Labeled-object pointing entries

────────

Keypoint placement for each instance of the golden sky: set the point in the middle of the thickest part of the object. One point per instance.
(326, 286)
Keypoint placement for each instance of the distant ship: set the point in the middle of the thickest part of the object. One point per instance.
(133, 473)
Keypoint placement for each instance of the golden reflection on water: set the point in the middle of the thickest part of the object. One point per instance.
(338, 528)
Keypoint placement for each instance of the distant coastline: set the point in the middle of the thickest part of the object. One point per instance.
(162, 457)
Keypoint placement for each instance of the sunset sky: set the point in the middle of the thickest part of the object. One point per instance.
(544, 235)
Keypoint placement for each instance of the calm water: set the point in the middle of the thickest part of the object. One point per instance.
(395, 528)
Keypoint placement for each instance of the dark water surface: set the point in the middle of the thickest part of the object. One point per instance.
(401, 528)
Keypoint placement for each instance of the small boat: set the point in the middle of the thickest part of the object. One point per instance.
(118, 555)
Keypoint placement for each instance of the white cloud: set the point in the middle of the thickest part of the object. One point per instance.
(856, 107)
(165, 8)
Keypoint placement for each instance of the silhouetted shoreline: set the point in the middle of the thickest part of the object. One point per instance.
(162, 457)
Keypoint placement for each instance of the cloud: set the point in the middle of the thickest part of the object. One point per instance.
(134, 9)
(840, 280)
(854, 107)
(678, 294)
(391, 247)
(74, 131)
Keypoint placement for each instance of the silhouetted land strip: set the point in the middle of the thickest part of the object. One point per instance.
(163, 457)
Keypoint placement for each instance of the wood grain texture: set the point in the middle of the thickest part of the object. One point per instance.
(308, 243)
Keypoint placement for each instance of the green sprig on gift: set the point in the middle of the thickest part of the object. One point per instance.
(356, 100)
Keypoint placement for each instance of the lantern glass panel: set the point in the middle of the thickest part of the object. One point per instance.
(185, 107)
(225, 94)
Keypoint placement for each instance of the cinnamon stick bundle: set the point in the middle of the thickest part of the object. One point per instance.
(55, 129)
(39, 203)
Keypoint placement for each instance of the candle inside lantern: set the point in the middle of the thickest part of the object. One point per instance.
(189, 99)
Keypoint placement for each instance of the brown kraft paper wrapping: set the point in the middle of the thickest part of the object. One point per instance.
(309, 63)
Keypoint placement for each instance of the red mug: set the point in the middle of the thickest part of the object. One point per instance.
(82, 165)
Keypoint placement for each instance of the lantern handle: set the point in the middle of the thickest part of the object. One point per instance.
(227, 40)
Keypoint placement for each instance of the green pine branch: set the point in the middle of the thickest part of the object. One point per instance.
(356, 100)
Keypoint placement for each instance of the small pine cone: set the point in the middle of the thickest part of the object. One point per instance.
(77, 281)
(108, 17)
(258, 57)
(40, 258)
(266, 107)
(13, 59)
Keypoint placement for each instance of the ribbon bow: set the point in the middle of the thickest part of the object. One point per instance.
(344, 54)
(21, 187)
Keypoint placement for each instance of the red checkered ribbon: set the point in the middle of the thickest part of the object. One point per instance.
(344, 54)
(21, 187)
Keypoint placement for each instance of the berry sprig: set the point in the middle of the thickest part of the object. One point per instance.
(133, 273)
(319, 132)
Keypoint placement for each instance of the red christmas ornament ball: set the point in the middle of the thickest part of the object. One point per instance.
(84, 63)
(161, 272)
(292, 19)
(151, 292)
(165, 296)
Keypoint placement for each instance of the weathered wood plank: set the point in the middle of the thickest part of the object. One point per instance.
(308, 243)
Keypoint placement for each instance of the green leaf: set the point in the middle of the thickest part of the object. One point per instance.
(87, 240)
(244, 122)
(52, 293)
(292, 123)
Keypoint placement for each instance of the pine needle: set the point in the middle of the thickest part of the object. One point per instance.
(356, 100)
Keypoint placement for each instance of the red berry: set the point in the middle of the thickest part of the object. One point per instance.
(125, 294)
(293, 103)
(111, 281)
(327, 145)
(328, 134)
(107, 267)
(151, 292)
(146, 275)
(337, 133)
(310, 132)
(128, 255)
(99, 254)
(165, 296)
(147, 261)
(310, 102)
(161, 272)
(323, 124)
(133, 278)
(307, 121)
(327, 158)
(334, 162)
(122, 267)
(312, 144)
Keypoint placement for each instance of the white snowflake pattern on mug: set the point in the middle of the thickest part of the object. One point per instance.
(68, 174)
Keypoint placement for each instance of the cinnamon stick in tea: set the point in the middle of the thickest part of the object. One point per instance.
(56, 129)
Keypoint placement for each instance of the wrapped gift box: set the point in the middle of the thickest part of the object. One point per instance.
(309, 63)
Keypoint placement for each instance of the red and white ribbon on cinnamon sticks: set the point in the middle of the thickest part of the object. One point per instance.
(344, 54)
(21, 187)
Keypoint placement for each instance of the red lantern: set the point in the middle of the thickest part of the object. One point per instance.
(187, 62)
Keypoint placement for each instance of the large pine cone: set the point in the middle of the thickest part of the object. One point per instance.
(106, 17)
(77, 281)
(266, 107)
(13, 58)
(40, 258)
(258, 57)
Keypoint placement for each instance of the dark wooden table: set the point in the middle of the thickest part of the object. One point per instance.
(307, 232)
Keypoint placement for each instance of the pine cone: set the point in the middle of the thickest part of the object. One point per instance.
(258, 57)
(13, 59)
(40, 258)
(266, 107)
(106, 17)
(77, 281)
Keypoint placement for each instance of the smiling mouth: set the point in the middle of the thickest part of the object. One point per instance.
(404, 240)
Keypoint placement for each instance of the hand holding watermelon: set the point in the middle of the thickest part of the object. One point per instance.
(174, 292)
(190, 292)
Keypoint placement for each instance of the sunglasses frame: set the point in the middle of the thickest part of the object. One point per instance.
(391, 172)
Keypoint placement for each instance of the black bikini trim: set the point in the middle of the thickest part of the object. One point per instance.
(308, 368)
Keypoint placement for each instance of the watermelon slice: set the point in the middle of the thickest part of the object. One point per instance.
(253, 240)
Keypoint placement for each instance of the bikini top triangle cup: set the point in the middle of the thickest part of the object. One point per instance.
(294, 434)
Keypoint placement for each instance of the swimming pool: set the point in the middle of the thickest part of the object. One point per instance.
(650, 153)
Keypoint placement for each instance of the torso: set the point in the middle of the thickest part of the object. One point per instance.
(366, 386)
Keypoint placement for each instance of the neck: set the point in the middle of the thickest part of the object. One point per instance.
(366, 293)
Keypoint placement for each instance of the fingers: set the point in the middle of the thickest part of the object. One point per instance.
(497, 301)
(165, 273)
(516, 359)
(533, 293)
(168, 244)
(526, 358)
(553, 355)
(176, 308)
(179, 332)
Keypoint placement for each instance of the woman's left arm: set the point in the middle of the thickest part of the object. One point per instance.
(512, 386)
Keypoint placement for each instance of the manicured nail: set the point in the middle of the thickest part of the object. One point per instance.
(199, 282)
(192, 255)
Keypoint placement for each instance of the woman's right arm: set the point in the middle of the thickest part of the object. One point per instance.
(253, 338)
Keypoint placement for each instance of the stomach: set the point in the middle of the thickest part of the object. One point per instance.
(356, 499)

────────

» Your task:
Reproduce everything from the line containing "Keypoint placement for each instance of the manicured" down to the end of the listing, requests included, and shift every coordinate in the answers by adding 26 to it.

» The output:
Keypoint placement for each instance of the manicured nail: set the point in the middle of the thickest part of the object. One point per instance.
(225, 308)
(218, 281)
Keypoint placement for each instance of the woman's right arm: set the point in the middle of the thickest part of the object. One point per instance.
(279, 364)
Keypoint placement for each instance of the stomach: set the point in the middle of the thickest part of the object. One point per instance.
(382, 525)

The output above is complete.